* **SUPPLIED RECORDS**
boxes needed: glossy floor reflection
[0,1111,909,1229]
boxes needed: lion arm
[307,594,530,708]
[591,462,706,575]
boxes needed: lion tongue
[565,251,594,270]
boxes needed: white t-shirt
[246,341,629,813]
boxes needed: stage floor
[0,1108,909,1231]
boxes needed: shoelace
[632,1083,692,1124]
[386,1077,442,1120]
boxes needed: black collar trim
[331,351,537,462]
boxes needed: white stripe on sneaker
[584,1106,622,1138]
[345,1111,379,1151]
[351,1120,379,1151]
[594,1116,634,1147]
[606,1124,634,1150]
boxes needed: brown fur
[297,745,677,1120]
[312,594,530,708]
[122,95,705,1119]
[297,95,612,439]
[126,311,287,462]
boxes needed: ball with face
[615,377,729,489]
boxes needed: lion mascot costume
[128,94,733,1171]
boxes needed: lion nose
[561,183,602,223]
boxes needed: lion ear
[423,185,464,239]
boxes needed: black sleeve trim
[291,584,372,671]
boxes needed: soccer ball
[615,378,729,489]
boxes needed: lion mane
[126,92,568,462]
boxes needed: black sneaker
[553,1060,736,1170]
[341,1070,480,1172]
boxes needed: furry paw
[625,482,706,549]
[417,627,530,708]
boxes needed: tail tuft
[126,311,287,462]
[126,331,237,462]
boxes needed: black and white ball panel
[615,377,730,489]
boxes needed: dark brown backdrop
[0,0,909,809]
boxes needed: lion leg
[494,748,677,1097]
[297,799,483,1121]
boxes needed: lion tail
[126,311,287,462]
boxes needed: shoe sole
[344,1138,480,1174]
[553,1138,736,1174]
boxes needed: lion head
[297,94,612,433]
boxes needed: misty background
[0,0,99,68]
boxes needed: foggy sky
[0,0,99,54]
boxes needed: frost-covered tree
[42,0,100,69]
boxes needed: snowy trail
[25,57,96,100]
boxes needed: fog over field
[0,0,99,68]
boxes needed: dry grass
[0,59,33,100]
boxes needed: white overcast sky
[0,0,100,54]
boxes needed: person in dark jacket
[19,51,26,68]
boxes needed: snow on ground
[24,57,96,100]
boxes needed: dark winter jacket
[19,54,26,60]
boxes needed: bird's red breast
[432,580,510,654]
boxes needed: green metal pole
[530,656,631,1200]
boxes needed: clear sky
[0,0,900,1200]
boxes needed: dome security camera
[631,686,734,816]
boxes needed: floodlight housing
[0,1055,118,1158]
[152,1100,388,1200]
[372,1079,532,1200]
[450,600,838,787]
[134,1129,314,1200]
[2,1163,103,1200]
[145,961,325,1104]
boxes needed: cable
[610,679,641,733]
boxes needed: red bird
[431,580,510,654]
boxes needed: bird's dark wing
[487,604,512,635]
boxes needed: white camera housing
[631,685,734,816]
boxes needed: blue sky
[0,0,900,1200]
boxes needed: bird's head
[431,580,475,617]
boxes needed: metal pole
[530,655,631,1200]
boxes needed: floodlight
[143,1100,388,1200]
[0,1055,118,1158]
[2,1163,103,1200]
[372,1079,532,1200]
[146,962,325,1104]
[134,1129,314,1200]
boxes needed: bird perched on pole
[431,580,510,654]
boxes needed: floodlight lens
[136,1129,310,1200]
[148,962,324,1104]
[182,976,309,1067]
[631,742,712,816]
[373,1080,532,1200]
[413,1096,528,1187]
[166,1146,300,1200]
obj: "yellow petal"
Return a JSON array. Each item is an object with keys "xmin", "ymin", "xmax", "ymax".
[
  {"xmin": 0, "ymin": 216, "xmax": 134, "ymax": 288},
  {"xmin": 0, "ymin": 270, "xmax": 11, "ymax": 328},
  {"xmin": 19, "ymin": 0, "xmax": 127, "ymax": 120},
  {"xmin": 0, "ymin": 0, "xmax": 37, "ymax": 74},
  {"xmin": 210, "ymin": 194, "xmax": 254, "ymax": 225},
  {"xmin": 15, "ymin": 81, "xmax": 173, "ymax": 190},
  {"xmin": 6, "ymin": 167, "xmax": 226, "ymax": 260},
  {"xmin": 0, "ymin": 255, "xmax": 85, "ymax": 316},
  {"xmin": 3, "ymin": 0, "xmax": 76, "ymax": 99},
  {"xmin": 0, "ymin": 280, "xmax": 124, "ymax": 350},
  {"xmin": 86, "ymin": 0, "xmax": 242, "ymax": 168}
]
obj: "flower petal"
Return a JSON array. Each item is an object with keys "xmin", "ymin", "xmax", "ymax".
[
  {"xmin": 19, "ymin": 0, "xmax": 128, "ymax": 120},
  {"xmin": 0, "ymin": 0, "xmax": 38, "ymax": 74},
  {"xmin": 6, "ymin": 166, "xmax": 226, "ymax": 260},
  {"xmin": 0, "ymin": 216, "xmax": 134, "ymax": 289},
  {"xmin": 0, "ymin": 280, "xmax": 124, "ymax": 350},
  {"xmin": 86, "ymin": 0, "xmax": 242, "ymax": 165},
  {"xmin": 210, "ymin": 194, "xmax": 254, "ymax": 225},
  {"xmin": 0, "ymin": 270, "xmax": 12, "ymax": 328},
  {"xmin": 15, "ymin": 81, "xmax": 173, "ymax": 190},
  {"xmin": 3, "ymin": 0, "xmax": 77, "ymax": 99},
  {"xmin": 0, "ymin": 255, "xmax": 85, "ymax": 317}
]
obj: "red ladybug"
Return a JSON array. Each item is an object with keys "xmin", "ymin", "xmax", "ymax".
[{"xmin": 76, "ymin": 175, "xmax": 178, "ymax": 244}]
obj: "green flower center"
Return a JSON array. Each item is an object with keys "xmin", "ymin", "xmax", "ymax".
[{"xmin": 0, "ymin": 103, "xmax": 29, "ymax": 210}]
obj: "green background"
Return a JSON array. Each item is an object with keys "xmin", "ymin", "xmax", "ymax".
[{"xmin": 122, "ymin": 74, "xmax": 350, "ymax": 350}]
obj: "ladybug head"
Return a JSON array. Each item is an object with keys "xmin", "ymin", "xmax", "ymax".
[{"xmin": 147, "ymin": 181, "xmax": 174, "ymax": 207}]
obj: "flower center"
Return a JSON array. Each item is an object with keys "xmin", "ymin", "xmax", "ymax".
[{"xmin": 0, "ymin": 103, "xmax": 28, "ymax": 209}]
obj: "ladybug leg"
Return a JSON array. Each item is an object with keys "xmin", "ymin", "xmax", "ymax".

* **AIM**
Output as a numbered list everything above from the line containing "boxes needed: dry grass" down to the line containing "[166,1146,300,1200]", both ends included, leaving out any blank lines.

* **PROBLEM SOLUTION**
1. boxes needed: dry grass
2. [0,59,33,100]
3. boxes needed: white overcast sky
4. [0,0,100,54]
5. boxes needed: person in dark jacket
6. [19,51,26,68]
7. boxes needed: snow on ground
8. [24,57,96,100]
9. boxes needed: dark winter jacket
10. [19,54,26,60]
11. boxes needed: bird's red breast
12. [432,580,510,654]
13. boxes needed: green metal pole
14. [530,656,631,1200]
15. boxes needed: clear sky
16. [0,0,900,1200]
17. boxes needed: dome security camera
18. [631,686,734,816]
19. boxes needed: floodlight housing
20. [0,1055,118,1158]
21. [152,1100,388,1200]
22. [372,1079,532,1200]
23. [450,600,838,787]
24. [134,1129,314,1200]
25. [2,1163,103,1200]
26. [145,961,325,1104]
27. boxes needed: cable
28. [610,679,641,733]
29. boxes needed: red bird
30. [431,580,510,654]
31. boxes needed: bird's dark wing
32. [487,604,512,635]
33. boxes needed: white camera housing
34. [631,685,734,816]
35. boxes needed: blue sky
36. [0,0,900,1200]
37. boxes needed: bird's head
38. [431,580,475,617]
39. boxes needed: metal pole
40. [530,655,631,1200]
41. boxes needed: floodlight
42. [143,1100,388,1200]
43. [0,1055,118,1158]
44. [2,1163,103,1200]
45. [372,1079,532,1200]
46. [146,962,325,1104]
47. [134,1129,314,1200]
48. boxes needed: bird perched on pole
49. [431,580,510,654]
50. boxes needed: floodlight lens
51. [136,1129,310,1200]
52. [148,962,324,1104]
53. [182,976,309,1067]
54. [631,742,712,816]
55. [373,1080,532,1200]
56. [413,1096,528,1187]
57. [166,1146,300,1200]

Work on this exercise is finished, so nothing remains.